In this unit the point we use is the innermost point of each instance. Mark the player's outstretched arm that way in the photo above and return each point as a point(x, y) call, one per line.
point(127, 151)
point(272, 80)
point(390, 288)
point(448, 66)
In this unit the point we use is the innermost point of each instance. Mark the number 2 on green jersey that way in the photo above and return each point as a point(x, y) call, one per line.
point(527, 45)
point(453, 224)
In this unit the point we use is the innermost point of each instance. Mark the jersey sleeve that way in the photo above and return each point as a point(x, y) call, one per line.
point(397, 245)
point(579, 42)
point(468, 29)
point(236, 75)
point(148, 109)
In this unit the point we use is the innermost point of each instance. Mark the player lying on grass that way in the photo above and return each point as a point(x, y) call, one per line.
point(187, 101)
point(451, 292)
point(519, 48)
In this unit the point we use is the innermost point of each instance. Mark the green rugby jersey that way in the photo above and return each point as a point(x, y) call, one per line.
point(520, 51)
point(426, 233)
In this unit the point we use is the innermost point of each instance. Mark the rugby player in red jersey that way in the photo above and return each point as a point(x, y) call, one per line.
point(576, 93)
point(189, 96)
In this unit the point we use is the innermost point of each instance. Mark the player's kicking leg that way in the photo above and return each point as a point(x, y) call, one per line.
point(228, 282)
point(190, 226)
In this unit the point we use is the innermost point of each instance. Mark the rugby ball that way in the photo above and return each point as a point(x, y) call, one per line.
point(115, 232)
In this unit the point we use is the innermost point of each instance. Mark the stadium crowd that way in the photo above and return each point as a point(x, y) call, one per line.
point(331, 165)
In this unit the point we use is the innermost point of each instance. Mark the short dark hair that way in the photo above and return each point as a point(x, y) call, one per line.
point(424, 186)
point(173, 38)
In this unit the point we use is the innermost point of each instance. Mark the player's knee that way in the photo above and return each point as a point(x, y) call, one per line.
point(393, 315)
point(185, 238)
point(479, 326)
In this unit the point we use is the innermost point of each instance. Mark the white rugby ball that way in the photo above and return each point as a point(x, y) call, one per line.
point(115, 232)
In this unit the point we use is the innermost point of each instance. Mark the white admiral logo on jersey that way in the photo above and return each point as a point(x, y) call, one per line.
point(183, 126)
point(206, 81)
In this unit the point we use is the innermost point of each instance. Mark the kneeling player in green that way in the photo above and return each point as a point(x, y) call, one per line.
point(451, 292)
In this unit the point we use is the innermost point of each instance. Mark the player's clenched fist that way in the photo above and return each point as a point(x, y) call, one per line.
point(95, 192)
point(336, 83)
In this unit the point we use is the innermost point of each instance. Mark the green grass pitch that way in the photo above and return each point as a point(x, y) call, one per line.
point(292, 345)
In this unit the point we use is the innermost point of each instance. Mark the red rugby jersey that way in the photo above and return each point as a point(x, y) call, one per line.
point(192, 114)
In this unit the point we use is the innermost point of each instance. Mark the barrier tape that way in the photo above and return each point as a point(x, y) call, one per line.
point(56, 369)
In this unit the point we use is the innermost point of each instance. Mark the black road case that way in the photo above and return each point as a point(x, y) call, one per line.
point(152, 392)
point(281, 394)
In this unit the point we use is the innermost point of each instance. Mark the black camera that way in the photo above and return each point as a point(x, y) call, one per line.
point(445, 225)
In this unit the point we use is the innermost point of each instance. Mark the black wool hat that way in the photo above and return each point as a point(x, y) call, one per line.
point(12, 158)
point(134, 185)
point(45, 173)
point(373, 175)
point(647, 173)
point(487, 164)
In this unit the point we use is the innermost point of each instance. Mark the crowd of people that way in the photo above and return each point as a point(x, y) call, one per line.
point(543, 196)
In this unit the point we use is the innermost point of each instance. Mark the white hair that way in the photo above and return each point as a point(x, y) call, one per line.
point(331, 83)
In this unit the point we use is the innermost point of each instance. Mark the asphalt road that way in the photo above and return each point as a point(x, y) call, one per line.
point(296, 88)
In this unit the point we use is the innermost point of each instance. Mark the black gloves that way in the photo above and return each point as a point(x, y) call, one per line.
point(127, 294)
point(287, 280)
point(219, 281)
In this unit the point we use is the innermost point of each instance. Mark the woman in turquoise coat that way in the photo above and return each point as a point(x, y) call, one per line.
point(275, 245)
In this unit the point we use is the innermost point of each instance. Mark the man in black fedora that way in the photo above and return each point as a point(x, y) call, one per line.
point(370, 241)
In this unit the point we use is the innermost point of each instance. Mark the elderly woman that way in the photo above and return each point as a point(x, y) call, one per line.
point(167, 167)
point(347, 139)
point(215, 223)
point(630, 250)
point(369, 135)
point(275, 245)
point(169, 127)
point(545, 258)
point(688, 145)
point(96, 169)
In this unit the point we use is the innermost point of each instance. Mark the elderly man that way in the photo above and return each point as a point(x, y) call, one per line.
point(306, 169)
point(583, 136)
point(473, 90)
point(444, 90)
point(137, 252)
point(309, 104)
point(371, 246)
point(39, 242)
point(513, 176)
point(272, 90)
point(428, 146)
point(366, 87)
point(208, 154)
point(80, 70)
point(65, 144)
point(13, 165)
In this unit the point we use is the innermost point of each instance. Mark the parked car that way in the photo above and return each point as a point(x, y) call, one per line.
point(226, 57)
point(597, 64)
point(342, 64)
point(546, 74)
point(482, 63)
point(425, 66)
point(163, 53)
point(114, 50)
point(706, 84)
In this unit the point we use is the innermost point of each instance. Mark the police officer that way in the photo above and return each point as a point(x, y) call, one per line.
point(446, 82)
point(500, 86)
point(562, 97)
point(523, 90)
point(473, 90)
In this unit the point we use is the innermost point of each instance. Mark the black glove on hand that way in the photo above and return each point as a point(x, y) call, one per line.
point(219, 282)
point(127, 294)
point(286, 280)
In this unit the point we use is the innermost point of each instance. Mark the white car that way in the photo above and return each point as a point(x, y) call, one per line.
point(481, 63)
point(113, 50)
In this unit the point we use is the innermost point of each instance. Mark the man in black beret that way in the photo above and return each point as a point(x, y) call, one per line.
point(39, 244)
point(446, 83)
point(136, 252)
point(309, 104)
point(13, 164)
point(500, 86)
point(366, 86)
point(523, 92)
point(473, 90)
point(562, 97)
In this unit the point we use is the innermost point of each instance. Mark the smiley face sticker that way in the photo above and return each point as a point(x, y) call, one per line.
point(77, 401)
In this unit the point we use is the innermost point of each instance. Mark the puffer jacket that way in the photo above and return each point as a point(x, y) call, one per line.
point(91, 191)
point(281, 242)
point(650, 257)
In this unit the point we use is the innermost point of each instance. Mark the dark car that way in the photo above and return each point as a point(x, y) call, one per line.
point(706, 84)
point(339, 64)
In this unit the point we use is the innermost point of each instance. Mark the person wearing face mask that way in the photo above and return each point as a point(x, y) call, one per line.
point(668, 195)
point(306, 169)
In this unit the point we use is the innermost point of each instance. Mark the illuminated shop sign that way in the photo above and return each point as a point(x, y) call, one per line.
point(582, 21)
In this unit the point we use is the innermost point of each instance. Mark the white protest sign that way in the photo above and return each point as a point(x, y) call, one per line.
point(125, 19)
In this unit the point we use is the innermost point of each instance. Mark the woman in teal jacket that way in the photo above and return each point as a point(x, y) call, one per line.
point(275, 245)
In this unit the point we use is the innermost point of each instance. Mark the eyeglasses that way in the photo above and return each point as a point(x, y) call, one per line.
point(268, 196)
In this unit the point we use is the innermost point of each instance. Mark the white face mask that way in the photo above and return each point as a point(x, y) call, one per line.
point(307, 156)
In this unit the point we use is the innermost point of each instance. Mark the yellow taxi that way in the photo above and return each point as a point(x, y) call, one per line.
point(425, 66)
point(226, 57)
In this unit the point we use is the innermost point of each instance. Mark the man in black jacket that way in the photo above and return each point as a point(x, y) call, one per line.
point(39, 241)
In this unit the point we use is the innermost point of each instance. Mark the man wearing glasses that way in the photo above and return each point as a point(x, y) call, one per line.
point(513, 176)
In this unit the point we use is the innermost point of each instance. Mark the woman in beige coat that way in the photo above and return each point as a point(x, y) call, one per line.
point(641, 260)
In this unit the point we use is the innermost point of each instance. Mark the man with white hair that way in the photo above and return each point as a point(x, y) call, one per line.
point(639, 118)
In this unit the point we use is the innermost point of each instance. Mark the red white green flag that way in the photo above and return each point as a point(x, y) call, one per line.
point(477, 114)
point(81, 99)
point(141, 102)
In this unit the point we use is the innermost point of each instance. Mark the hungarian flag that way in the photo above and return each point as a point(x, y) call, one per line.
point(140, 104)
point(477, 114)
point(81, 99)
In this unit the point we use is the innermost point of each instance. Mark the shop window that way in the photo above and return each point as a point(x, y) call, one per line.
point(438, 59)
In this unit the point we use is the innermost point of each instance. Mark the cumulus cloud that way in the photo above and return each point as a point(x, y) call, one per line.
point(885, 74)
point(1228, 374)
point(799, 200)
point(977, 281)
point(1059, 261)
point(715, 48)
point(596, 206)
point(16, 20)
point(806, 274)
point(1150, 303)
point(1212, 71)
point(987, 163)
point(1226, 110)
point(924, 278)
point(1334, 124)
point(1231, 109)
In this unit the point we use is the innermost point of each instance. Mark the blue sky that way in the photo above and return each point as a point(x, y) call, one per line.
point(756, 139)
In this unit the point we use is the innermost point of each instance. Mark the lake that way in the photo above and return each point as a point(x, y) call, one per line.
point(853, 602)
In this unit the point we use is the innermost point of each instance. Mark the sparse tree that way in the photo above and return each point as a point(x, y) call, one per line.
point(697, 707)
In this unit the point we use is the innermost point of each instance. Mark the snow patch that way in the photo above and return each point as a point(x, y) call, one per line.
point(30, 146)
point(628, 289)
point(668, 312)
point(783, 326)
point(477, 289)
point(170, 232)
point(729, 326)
****
Assignment - When you reach the line that holds "Mark the cumulus", please copy it and every line after it through the end of the listing, exactly and with no other lines.

Output for this exercise -
In this unit the point we use is the innermost point of each instance. Mark the cumulus cloud that way in the photo above and return each point as a point(x, y) call, one per line.
point(885, 74)
point(1228, 374)
point(799, 200)
point(977, 281)
point(1059, 261)
point(715, 48)
point(596, 206)
point(16, 20)
point(806, 274)
point(1150, 303)
point(1212, 71)
point(987, 163)
point(1226, 110)
point(924, 278)
point(1334, 124)
point(1231, 109)
In this unit the point we use is the innermost point of each instance. Mark the blue sky that way in the photo above and return each point as a point(x, y) call, one per line.
point(756, 139)
In this unit the point we use is the innermost point of each instance. Mark the lake that way in the photo above and return each point as a point(x, y) call, one per line.
point(853, 602)
In this unit the point we use is the innermost point of each instance. Mark the sparse tree that way in the photo above and return each point as a point(x, y) call, one per line.
point(697, 707)
In this unit the point we use is the innermost point of each instance. Mark the snow patch that way in the photo above and return each point as a point(x, y) call, one per line.
point(30, 146)
point(628, 289)
point(668, 312)
point(783, 326)
point(477, 289)
point(170, 232)
point(729, 326)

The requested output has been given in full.